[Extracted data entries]
####################

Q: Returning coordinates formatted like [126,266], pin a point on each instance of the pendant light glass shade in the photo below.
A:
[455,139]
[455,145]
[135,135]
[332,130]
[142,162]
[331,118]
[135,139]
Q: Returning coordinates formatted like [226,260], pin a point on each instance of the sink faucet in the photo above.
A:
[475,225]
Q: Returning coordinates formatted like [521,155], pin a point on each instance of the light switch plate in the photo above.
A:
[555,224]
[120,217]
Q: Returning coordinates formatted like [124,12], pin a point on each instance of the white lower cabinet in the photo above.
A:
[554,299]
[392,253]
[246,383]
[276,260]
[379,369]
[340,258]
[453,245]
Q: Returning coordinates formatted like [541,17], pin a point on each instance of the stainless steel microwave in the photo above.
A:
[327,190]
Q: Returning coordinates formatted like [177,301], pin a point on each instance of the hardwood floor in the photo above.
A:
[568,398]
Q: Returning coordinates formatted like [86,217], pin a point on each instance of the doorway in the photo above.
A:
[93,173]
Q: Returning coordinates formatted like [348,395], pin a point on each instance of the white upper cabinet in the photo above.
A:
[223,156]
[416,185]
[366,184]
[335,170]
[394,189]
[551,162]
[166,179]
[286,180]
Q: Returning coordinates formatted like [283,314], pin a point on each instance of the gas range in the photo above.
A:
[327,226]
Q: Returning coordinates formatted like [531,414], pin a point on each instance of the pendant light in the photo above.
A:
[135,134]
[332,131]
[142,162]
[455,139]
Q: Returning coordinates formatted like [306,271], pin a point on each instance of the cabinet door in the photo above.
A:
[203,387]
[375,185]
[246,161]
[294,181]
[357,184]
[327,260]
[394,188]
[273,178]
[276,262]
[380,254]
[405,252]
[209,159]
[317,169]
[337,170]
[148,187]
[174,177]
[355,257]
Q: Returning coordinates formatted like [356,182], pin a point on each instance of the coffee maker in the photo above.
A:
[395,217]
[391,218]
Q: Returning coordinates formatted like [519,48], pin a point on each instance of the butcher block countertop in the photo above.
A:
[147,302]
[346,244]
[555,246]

####################

• _Written exercise_: Quote all the records exactly, please, leaving none out.

• _Exercise solution_:
Q: Returning coordinates formatted like [126,266], pin a point on each instance of the pendant light glass shade in the photo below.
A:
[455,139]
[455,145]
[135,135]
[332,130]
[142,162]
[331,118]
[135,139]
Q: Returning coordinates formatted like [226,260], pin a point on each instance of the sink faucet in the photo above.
A:
[475,225]
Q: Returning coordinates formatted like [521,155], pin a point on each instance of the light switch plate in the photo above.
A:
[555,224]
[120,217]
Q: Returning coordinates formatted like [124,12], pin a point on each instance of the white lower cabinet in the photo above.
A:
[554,299]
[392,253]
[246,383]
[276,260]
[379,369]
[340,258]
[453,245]
Q: Returning coordinates formatted like [541,17], pin a point on each instance of the stainless steel microwave in the photo above.
A:
[327,190]
Q: Returning coordinates formatted like [177,301], pin a point on each instance of the hardwood floor in the photo above.
A:
[568,398]
Q: Returning coordinates formatted like [86,217], pin a point on each instance of the doorway in the photo above.
A:
[93,173]
Q: Returning coordinates formatted like [348,395], pin a point on each instance of the white upper cabinet in the photo above.
A:
[223,156]
[416,185]
[366,184]
[335,170]
[394,189]
[551,162]
[166,179]
[286,180]
Q: Returning coordinates formatted like [283,314], pin a point on each instance of the gas range in the photo above.
A:
[327,226]
Q: Returning coordinates formatted like [531,414], pin a point on each instance of the pendant light in the photo above.
A:
[135,134]
[332,131]
[142,162]
[455,139]
Q: Returning coordinates formatted like [306,271], pin a point on each instance of the cabinet door in the photo above.
A:
[203,387]
[375,185]
[246,161]
[294,181]
[357,184]
[327,260]
[394,188]
[273,178]
[276,262]
[380,254]
[405,252]
[209,159]
[317,169]
[337,170]
[148,187]
[174,177]
[355,257]
Q: Returning coordinates formatted like [356,182], pin a point on each instance of the coffee maker in the photo above.
A:
[395,217]
[391,218]
Q: Returning coordinates formatted like [519,48], pin a point on each instance of the butcher block countertop in the photo above.
A:
[147,302]
[346,244]
[555,246]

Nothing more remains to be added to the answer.